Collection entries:
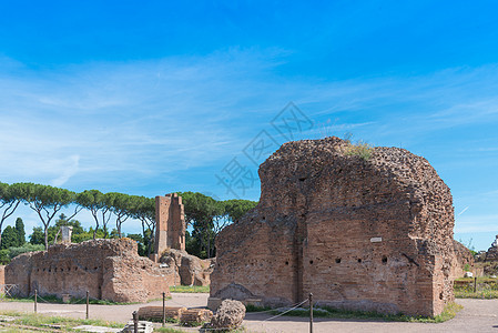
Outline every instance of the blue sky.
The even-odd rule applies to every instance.
[[[498,233],[497,10],[0,1],[0,180],[257,200],[251,144],[287,141],[273,124],[294,102],[313,122],[294,139],[350,132],[428,159],[451,189],[455,238],[485,250]],[[227,192],[234,165],[247,176]]]

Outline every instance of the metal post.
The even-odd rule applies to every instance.
[[[89,319],[90,314],[90,294],[89,291],[87,291],[87,319]]]
[[[166,325],[166,293],[163,292],[163,327]]]
[[[139,313],[133,311],[133,332],[139,333]]]
[[[313,294],[309,293],[309,333],[313,333]]]

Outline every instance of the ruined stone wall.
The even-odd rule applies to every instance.
[[[420,157],[337,138],[284,144],[260,167],[260,204],[217,238],[214,297],[435,315],[454,299],[454,209]]]
[[[476,266],[474,255],[460,242],[454,241],[455,256],[451,263],[451,276],[454,279],[464,278],[465,272],[471,272],[475,276],[480,275],[481,270]]]
[[[185,250],[185,216],[179,194],[155,196],[155,221],[154,252],[159,256],[167,249]]]
[[[18,284],[22,296],[70,294],[114,302],[144,302],[169,293],[171,270],[161,270],[139,256],[128,239],[59,244],[48,251],[21,254],[6,268],[7,283]]]

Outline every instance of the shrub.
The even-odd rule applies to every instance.
[[[18,256],[19,254],[22,253],[27,253],[27,252],[33,252],[33,251],[43,251],[45,250],[45,246],[42,244],[30,244],[30,243],[26,243],[23,246],[19,246],[19,248],[9,248],[9,256],[10,259],[14,259],[16,256]]]

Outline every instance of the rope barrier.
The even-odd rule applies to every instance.
[[[277,319],[277,317],[280,317],[280,316],[282,316],[282,315],[284,315],[284,314],[286,314],[286,313],[293,311],[294,309],[299,307],[301,305],[303,305],[303,304],[306,303],[307,301],[308,301],[308,300],[305,300],[305,301],[301,302],[299,304],[297,304],[296,306],[291,307],[291,309],[288,309],[287,311],[284,311],[284,312],[282,312],[282,313],[280,313],[280,314],[277,314],[277,315],[274,315],[274,316],[272,316],[272,317],[268,317],[267,320],[264,320],[263,322],[268,322],[268,321],[271,321],[271,320]]]
[[[307,302],[307,300],[304,301],[304,302]],[[268,313],[268,312],[278,311],[278,310],[281,310],[281,309],[288,309],[289,306],[291,306],[291,307],[292,307],[292,306],[296,306],[296,305],[298,306],[298,305],[302,305],[302,304],[303,304],[303,302],[302,302],[302,303],[295,303],[295,304],[292,304],[292,305],[288,305],[288,306],[281,306],[281,307],[270,309],[270,310],[265,310],[265,311],[246,312],[245,315],[250,315],[250,314],[260,314],[260,313]]]

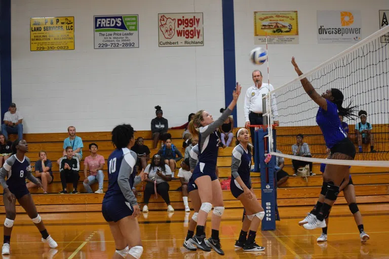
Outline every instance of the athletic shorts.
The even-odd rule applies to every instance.
[[[211,181],[215,181],[217,179],[216,172],[216,166],[209,166],[205,163],[199,162],[194,167],[194,170],[192,174],[193,181],[196,181],[196,179],[199,177],[204,176],[209,176],[211,177]]]
[[[107,222],[117,222],[124,218],[132,215],[134,209],[127,201],[110,200],[103,202],[101,212]]]
[[[248,188],[251,189],[251,186],[250,186],[249,184],[246,184],[246,183],[245,183],[245,184],[246,184],[246,186],[247,186]],[[243,188],[241,187],[238,181],[232,178],[231,179],[231,182],[229,184],[229,188],[231,190],[231,193],[232,194],[232,196],[236,198],[238,198],[239,195],[244,192],[243,191]]]
[[[355,146],[348,138],[345,138],[331,148],[331,153],[340,153],[355,158]]]

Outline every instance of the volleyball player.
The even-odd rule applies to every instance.
[[[196,234],[190,241],[199,248],[207,250],[205,243],[218,253],[224,255],[219,239],[219,229],[221,216],[224,210],[221,187],[216,174],[218,146],[220,143],[216,130],[231,114],[237,104],[242,87],[237,83],[232,94],[233,99],[220,118],[214,121],[212,115],[204,110],[194,114],[189,123],[189,130],[192,137],[199,139],[199,162],[197,163],[192,178],[199,189],[201,206],[199,211]],[[208,213],[213,204],[212,218],[212,235],[206,240],[204,226]]]
[[[292,58],[292,64],[298,75],[301,75],[303,73],[296,63],[294,57]],[[347,108],[342,106],[344,97],[338,89],[332,88],[320,96],[306,78],[302,79],[301,82],[305,92],[320,106],[316,115],[316,122],[322,131],[326,146],[331,150],[328,158],[354,160],[355,147],[340,126],[338,111],[344,117],[351,118],[355,107],[351,107],[350,105]],[[308,222],[302,225],[304,228],[314,229],[326,227],[324,219],[329,215],[331,206],[336,200],[340,183],[348,177],[348,165],[327,165],[323,174],[323,183],[321,192],[325,196],[325,200],[322,205],[319,204],[318,201],[317,209],[319,212],[317,215],[310,217]]]
[[[4,190],[3,202],[6,209],[2,254],[10,254],[11,233],[16,217],[16,200],[39,230],[42,235],[42,242],[47,243],[51,248],[55,248],[58,245],[47,232],[41,216],[36,211],[30,192],[26,186],[27,178],[39,187],[42,188],[41,182],[31,173],[30,159],[25,155],[28,151],[28,145],[24,140],[15,140],[12,144],[12,155],[7,159],[0,170],[0,183]],[[7,177],[7,181],[6,177]]]
[[[113,258],[139,259],[143,248],[136,219],[140,211],[132,188],[144,180],[143,170],[136,175],[137,154],[131,150],[135,140],[130,124],[119,125],[112,131],[112,142],[116,149],[108,158],[108,186],[103,199],[102,212],[109,225],[115,241]]]
[[[242,244],[246,233],[241,232],[240,242],[235,246],[243,245],[244,251],[263,251],[265,248],[255,243],[255,236],[261,221],[265,216],[265,211],[254,193],[251,186],[250,170],[251,167],[251,147],[249,144],[249,131],[240,129],[237,133],[237,146],[232,151],[231,163],[231,193],[234,197],[241,201],[245,208],[247,218],[251,221],[250,232],[244,244]]]

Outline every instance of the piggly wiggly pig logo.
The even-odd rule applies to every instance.
[[[160,19],[160,29],[164,33],[165,38],[172,38],[176,32],[176,19],[166,18],[163,15]]]

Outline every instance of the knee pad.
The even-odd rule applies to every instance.
[[[328,183],[327,182],[323,182],[323,185],[322,186],[322,191],[320,192],[320,194],[324,195],[325,196],[327,194],[327,184]]]
[[[126,258],[127,257],[127,254],[128,253],[128,246],[126,247],[125,248],[124,248],[123,250],[118,250],[116,249],[116,251],[115,251],[115,252],[116,252],[120,254],[120,256],[123,257],[123,258]]]
[[[12,220],[10,220],[6,218],[6,220],[4,221],[4,226],[7,228],[12,228],[14,226],[14,222]]]
[[[200,209],[208,213],[211,212],[211,210],[212,209],[212,204],[209,202],[203,202],[201,203]]]
[[[224,212],[224,207],[215,207],[213,208],[213,213],[217,217],[221,217]]]
[[[326,199],[330,200],[336,200],[339,194],[339,186],[334,185],[333,182],[329,182],[327,183],[327,193]]]
[[[265,211],[260,211],[258,213],[256,213],[255,215],[257,216],[258,219],[262,220],[263,219],[263,218],[265,217]]]
[[[34,219],[31,219],[31,221],[32,221],[32,222],[35,223],[35,224],[37,224],[41,221],[42,221],[42,219],[41,219],[41,216],[39,215],[39,214],[38,214],[38,215],[36,216],[36,218],[35,218]]]
[[[357,205],[357,203],[355,202],[353,202],[352,203],[348,204],[348,208],[350,209],[350,211],[351,211],[351,213],[353,214],[355,214],[357,212],[359,211],[358,205]]]
[[[199,212],[194,212],[192,216],[192,220],[196,223],[197,223],[197,217],[199,214]]]
[[[132,255],[136,259],[139,259],[142,253],[143,253],[143,247],[140,245],[131,247],[128,252],[129,254]]]

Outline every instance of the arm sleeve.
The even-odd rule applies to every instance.
[[[118,177],[118,184],[120,190],[127,201],[133,206],[138,205],[138,202],[136,201],[135,195],[131,190],[129,179],[136,162],[136,160],[131,152],[126,154],[124,155],[124,159],[122,161],[119,175]]]

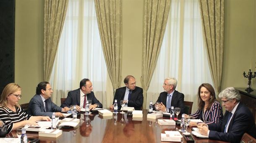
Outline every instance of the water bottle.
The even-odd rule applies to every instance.
[[[89,102],[88,101],[86,101],[86,105],[85,106],[85,114],[88,115],[90,114],[90,105],[89,105]]]
[[[118,112],[118,100],[115,100],[115,103],[114,103],[114,112]]]
[[[180,130],[181,130],[182,131],[185,131],[185,114],[182,114],[182,117],[181,118],[180,122]]]
[[[73,107],[73,110],[72,112],[72,116],[73,118],[76,118],[77,117],[77,111],[76,111],[76,106],[74,105]]]
[[[172,114],[172,119],[173,119],[173,120],[174,120],[174,117],[175,117],[174,114],[175,114],[174,113],[174,107],[172,106],[172,107],[171,107],[171,114]]]
[[[152,101],[150,101],[149,103],[149,113],[152,113],[153,112],[153,103]]]
[[[56,120],[55,119],[55,112],[54,112],[52,115],[52,123],[51,125],[51,128],[52,129],[56,129],[57,126],[56,123]]]
[[[28,137],[26,134],[26,129],[23,128],[21,130],[21,143],[27,143]]]

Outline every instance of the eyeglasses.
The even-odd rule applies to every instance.
[[[223,100],[222,100],[221,101],[222,101],[222,103],[223,103],[223,104],[226,104],[226,102],[227,102],[227,101],[229,101],[229,100],[225,100],[225,101],[223,101]]]
[[[13,94],[13,95],[15,96],[17,98],[18,98],[18,97],[21,98],[21,96],[22,96],[21,95],[17,95],[17,94],[15,94],[13,93],[11,93],[11,94]]]

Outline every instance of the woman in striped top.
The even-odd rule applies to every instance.
[[[218,123],[223,117],[220,103],[215,97],[215,93],[212,85],[208,83],[201,84],[198,88],[199,109],[190,116],[191,119],[200,119],[206,124]],[[197,123],[191,122],[191,127],[196,126]]]
[[[8,133],[26,125],[36,125],[36,121],[50,120],[49,117],[31,116],[21,109],[18,103],[21,93],[21,87],[11,83],[5,87],[0,97],[0,120],[4,123]]]

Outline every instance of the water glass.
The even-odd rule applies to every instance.
[[[158,104],[159,104],[160,102],[156,102],[156,103],[155,103],[155,108],[157,110],[157,111],[158,111],[158,107],[159,107],[159,105]]]
[[[175,112],[175,114],[177,115],[177,120],[179,120],[178,118],[178,115],[180,112],[180,107],[175,107],[174,108],[174,112]]]
[[[16,133],[17,133],[17,136],[18,138],[21,138],[21,135],[22,134],[22,128],[17,128],[16,130]]]

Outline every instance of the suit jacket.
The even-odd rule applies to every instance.
[[[225,125],[230,112],[226,111],[223,120],[219,123],[208,124],[209,138],[216,140],[240,143],[243,134],[246,133],[256,138],[256,130],[252,114],[240,102],[231,118],[227,133],[224,133]]]
[[[44,102],[41,96],[39,94],[35,94],[29,102],[27,112],[28,114],[32,116],[49,116],[52,117],[53,112],[61,112],[62,108],[54,104],[50,98],[45,100],[45,104],[47,104],[48,111],[47,112],[45,111]]]
[[[162,92],[160,93],[157,102],[162,102],[166,107],[166,101],[167,100],[167,94],[166,92]],[[180,93],[176,90],[174,91],[172,101],[171,101],[171,106],[174,106],[174,108],[179,107],[180,108],[180,113],[183,113],[185,111],[185,105],[184,104],[184,94],[183,93]],[[154,109],[154,106],[153,106]]]
[[[91,100],[91,105],[95,103],[99,105],[99,108],[102,108],[102,105],[97,100],[93,92],[86,95],[87,100]],[[80,89],[71,91],[68,93],[68,97],[64,102],[60,106],[62,107],[70,107],[72,105],[80,105]]]
[[[116,89],[113,101],[118,100],[118,110],[121,109],[120,101],[123,100],[126,90],[126,87],[119,88]],[[135,89],[133,90],[131,94],[131,99],[128,101],[128,107],[133,107],[136,110],[141,110],[143,105],[143,89],[139,87],[136,87]]]

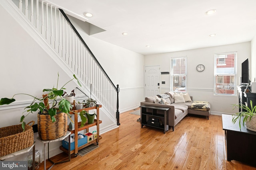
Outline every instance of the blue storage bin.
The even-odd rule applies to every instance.
[[[78,141],[78,147],[80,147],[86,143],[87,143],[87,136],[84,135],[78,134],[79,135],[82,135],[84,136],[84,138],[80,139]],[[66,142],[64,140],[62,140],[62,147],[68,150],[68,142]],[[73,142],[70,143],[70,150],[74,150],[75,149],[75,142]]]

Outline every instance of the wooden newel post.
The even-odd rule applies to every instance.
[[[116,117],[117,120],[117,125],[120,125],[119,123],[119,100],[118,98],[118,94],[119,93],[119,85],[116,85]]]

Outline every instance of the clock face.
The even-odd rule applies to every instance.
[[[196,70],[199,72],[204,71],[204,66],[203,64],[198,64],[196,66]]]

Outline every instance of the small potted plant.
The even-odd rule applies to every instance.
[[[250,100],[250,107],[244,104],[233,105],[234,109],[241,108],[242,111],[232,115],[232,122],[234,124],[238,120],[239,122],[239,127],[241,129],[241,123],[242,121],[243,126],[245,125],[248,129],[255,132],[256,124],[253,122],[256,122],[256,106],[254,106],[254,107],[253,106],[252,100]]]
[[[66,92],[64,92],[64,93],[62,95],[62,96],[64,97],[66,100],[69,101],[71,104],[72,104],[74,102],[74,97],[75,96],[76,94],[75,93],[74,89],[71,91],[71,92],[69,94]]]
[[[76,103],[76,109],[78,110],[79,109],[82,109],[83,108],[83,104],[80,103],[78,102],[77,104]]]

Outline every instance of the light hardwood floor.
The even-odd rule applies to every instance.
[[[136,109],[139,109],[137,108]],[[98,148],[86,155],[56,164],[52,170],[256,170],[242,162],[228,161],[221,116],[209,119],[189,115],[165,134],[136,121],[139,115],[120,115],[119,128],[101,135]],[[102,120],[102,121],[104,121]],[[238,139],[238,145],[239,139]],[[64,153],[52,159],[66,157]],[[47,168],[51,164],[46,161]],[[44,169],[43,162],[40,169]]]

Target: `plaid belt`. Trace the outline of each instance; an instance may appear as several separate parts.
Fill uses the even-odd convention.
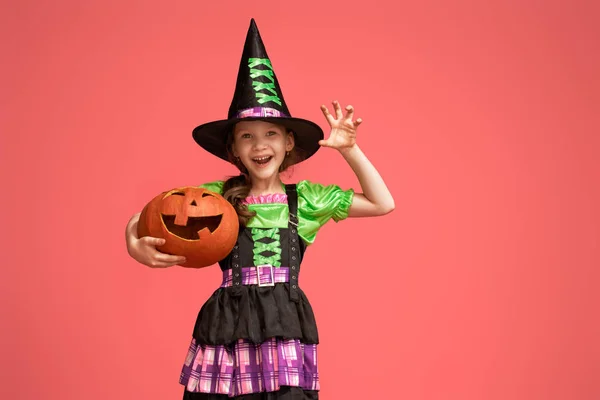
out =
[[[242,285],[275,286],[276,283],[290,281],[288,267],[273,267],[272,265],[257,265],[255,267],[241,268]],[[238,272],[236,272],[238,273]],[[223,271],[221,287],[233,286],[233,271]]]

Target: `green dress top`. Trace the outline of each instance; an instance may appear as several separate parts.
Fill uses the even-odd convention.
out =
[[[225,181],[214,181],[199,187],[223,194]],[[282,190],[284,186],[282,186]],[[298,192],[298,235],[310,245],[314,243],[319,229],[330,219],[339,222],[348,217],[354,190],[342,190],[338,185],[322,185],[308,180],[296,184]],[[256,215],[248,222],[248,228],[286,228],[288,205],[284,193],[251,196],[246,199],[248,209]]]

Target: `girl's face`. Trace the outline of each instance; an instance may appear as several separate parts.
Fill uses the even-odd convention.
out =
[[[294,135],[285,127],[266,121],[238,122],[233,131],[233,155],[250,175],[269,179],[279,173],[286,152],[294,148]]]

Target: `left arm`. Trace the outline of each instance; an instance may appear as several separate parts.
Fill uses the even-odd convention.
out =
[[[356,144],[356,130],[362,120],[352,120],[352,106],[346,107],[348,113],[345,118],[337,101],[333,102],[333,107],[336,119],[325,106],[321,106],[332,129],[329,138],[319,144],[337,149],[358,178],[363,193],[354,195],[348,216],[374,217],[390,213],[395,207],[394,198],[377,169]]]

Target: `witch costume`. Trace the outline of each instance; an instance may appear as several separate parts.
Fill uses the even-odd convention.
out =
[[[200,125],[194,140],[228,160],[227,134],[241,120],[265,120],[294,132],[304,159],[323,131],[291,116],[254,20],[246,37],[228,118]],[[222,193],[224,181],[201,187]],[[255,211],[219,262],[223,281],[204,303],[181,371],[184,399],[315,400],[320,390],[319,335],[299,286],[306,248],[329,220],[348,216],[354,191],[306,180],[283,193],[249,196]]]

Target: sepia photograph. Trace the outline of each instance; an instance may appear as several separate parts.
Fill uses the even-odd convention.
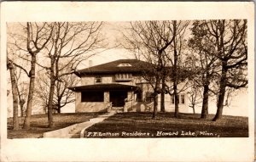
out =
[[[8,137],[248,137],[247,24],[8,23]]]
[[[252,3],[9,4],[3,161],[253,160]]]

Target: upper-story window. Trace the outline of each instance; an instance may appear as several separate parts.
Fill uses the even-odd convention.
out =
[[[130,64],[129,63],[122,63],[118,65],[118,67],[127,67],[127,66],[131,66],[131,64]]]
[[[121,73],[115,75],[115,81],[131,81],[132,75],[129,73]]]
[[[102,83],[102,76],[96,76],[95,77],[95,83]]]

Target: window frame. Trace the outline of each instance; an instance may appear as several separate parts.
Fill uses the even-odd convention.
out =
[[[116,81],[132,81],[132,74],[131,73],[118,73],[114,76],[115,76]]]
[[[186,104],[185,94],[178,94],[177,95],[177,103],[178,104]],[[175,104],[174,95],[171,96],[171,104]]]
[[[99,80],[100,82],[97,82],[98,79],[100,79],[100,80]],[[95,82],[96,84],[101,84],[101,83],[102,83],[102,76],[101,76],[101,75],[96,75],[96,76],[95,76],[95,77],[94,77],[94,82]]]

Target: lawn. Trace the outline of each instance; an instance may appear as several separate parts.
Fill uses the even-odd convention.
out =
[[[201,120],[200,115],[159,113],[152,120],[151,113],[119,113],[87,128],[84,137],[247,137],[248,119],[224,115]]]
[[[64,128],[76,123],[88,121],[89,119],[96,117],[102,113],[67,113],[67,114],[55,114],[53,115],[54,127],[48,128],[47,115],[32,115],[31,129],[22,130],[22,124],[24,117],[19,118],[20,130],[12,130],[12,118],[8,119],[8,138],[38,138],[43,137],[43,133]]]

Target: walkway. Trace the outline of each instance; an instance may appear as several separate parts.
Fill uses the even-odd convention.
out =
[[[44,138],[80,138],[84,137],[84,131],[92,125],[101,122],[113,115],[115,112],[109,112],[90,119],[89,121],[75,124],[66,128],[55,130],[44,133]],[[83,132],[81,132],[83,131]]]

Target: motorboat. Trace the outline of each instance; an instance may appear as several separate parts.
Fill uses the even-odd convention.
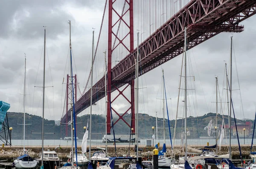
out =
[[[54,169],[55,166],[59,167],[61,161],[55,151],[44,151],[39,159],[39,164],[42,163],[42,155],[43,155],[44,167],[45,169]]]
[[[97,169],[141,169],[141,158],[111,157],[105,165],[97,164]]]

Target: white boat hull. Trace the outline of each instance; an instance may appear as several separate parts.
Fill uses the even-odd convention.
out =
[[[25,161],[16,159],[14,162],[16,169],[34,169],[36,168],[38,163],[38,161],[35,160],[32,161]]]
[[[169,167],[171,165],[171,158],[158,158],[158,166],[160,167]]]
[[[184,169],[185,168],[184,164],[171,164],[170,167],[171,169]]]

=== TASK DETAILS ===
Rewrite the stretch from the start of the items through the line containing "[[[313,294],[309,293],[309,333],[313,333]]]", swapping "metal post" for "steel pole" and changing nothing else. Leave the pictures out of your answer.

=== OUTPUT FOR THIS TASK ===
Outline every instance of the blue sky.
The even-odd rule applies to every instance.
[[[498,233],[497,10],[0,1],[0,180],[257,200],[251,144],[287,141],[273,124],[294,102],[313,122],[294,139],[350,132],[428,159],[451,189],[455,238],[485,250]],[[227,192],[234,165],[247,176]]]

Outline every instance of the steel pole.
The even-odd rule applies to every instance.
[[[89,319],[90,314],[90,294],[89,291],[87,291],[87,319]]]
[[[166,325],[166,293],[163,292],[163,327]]]
[[[139,313],[133,311],[133,332],[139,333]]]
[[[313,294],[309,293],[309,333],[313,333]]]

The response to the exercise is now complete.